• _Exercise aim_: Format the listing below as a numbered list, one line per item, with blank lines omitted and the pictures excluded.

• _Supplied material_:
☆ ☆ ☆ ☆ ☆ ☆ ☆

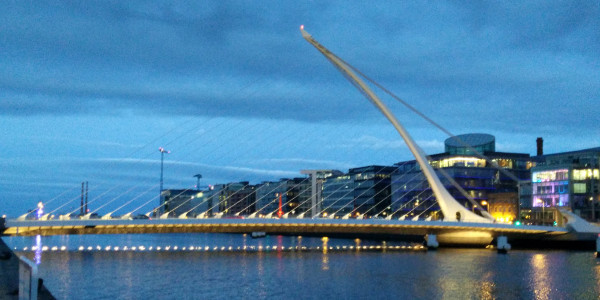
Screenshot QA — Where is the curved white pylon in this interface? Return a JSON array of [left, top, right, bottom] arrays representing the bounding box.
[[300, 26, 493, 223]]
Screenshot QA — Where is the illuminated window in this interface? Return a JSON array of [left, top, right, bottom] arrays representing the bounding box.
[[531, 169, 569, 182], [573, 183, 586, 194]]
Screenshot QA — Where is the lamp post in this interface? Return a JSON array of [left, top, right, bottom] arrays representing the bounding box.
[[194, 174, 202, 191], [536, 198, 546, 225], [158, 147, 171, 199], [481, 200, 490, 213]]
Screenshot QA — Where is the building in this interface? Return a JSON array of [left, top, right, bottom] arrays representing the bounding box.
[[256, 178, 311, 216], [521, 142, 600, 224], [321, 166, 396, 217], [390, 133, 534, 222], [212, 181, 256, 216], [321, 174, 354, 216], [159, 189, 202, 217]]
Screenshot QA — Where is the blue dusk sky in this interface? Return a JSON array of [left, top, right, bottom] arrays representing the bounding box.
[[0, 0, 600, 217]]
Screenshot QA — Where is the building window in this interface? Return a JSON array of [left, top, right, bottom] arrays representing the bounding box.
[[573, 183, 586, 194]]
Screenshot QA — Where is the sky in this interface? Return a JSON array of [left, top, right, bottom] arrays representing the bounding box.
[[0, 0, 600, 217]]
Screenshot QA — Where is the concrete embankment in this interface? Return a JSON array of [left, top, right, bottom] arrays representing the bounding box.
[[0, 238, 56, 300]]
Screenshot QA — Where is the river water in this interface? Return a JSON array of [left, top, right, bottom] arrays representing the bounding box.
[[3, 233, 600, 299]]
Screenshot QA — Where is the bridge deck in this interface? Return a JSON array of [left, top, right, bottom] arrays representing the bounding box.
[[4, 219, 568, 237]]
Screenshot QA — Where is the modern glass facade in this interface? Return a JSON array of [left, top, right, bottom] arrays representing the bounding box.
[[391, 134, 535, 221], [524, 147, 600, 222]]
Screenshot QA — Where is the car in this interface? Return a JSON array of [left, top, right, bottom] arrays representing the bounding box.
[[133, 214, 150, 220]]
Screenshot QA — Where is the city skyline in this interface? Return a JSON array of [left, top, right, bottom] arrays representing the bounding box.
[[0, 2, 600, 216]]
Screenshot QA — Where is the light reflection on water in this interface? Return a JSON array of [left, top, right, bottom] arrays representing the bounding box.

☆ ☆ ☆ ☆ ☆ ☆ ☆

• _Written response_:
1. Screenshot QA — Where is the curved white pylon in this interface? Return a JSON array of [left, top, right, bottom] arrays representing the bounding box.
2. [[300, 26, 493, 223]]
3. Screenshot QA — Where is the illuminated window in this interface? Return a JSON array of [left, top, right, bottom] arrays representing the bounding box.
4. [[531, 169, 569, 182], [573, 183, 586, 194]]
5. Screenshot QA — Where is the lamp post in this interface? Return a JSON array of [left, top, right, bottom] arrays representing the bounding box.
6. [[194, 174, 202, 191], [536, 198, 546, 225], [158, 147, 171, 199], [481, 200, 490, 213]]
7. Screenshot QA — Where is the building in this interface? Return a JSON array of [left, top, right, bottom] arrays representing the bounding box.
8. [[256, 178, 311, 216], [521, 142, 600, 224], [321, 166, 396, 217], [390, 133, 534, 222], [212, 181, 256, 216], [321, 174, 354, 216], [159, 189, 202, 217]]
9. Screenshot QA — Where is the blue dusk sky in this interface? Return a JSON array of [left, top, right, bottom] arrays representing the bounding box.
10. [[0, 0, 600, 217]]
11. Screenshot QA — Where is the building window in this interface? Return a JSON array of [left, top, right, bottom] arrays representing the bounding box.
12. [[573, 183, 586, 194]]
13. Screenshot QA — Where is the sky in this interface? Return a JSON array of [left, top, right, bottom] arrays representing the bounding box.
14. [[0, 0, 600, 217]]
15. Screenshot QA — Where is the concrete embankment in this interface? Return a JSON array of [left, top, right, bottom] arrays representing the bounding box.
16. [[0, 238, 56, 300]]
17. Screenshot QA — Where is the river water in this interface? Return a JSON array of [left, top, right, bottom] arrays representing the bounding box.
18. [[3, 233, 600, 299]]
19. Screenshot QA — Where is the bridge deck in this interface? Return a JSON array of [left, top, right, bottom] arrays representing the bounding box.
20. [[4, 219, 568, 237]]
21. Screenshot QA — Where is the modern glass facade in this interface? Return a JSON array of [left, top, right, bottom] arrays representing the bounding box.
22. [[391, 134, 535, 221], [524, 147, 600, 222]]
23. Screenshot QA — Where is the car in this interface? Return a JSON array of [left, top, right, bottom] arrays representing the bounding box.
24. [[133, 214, 150, 220]]
25. Screenshot QA — Where is the city skyline in this interface? Return a JSON array of [left, top, right, bottom] arrays representing the bounding box.
26. [[0, 2, 600, 216]]
27. Screenshot QA — Where is the light reflection on water in this interface? Return a JSON array of [left, top, right, bottom] arrays representing the bounding box.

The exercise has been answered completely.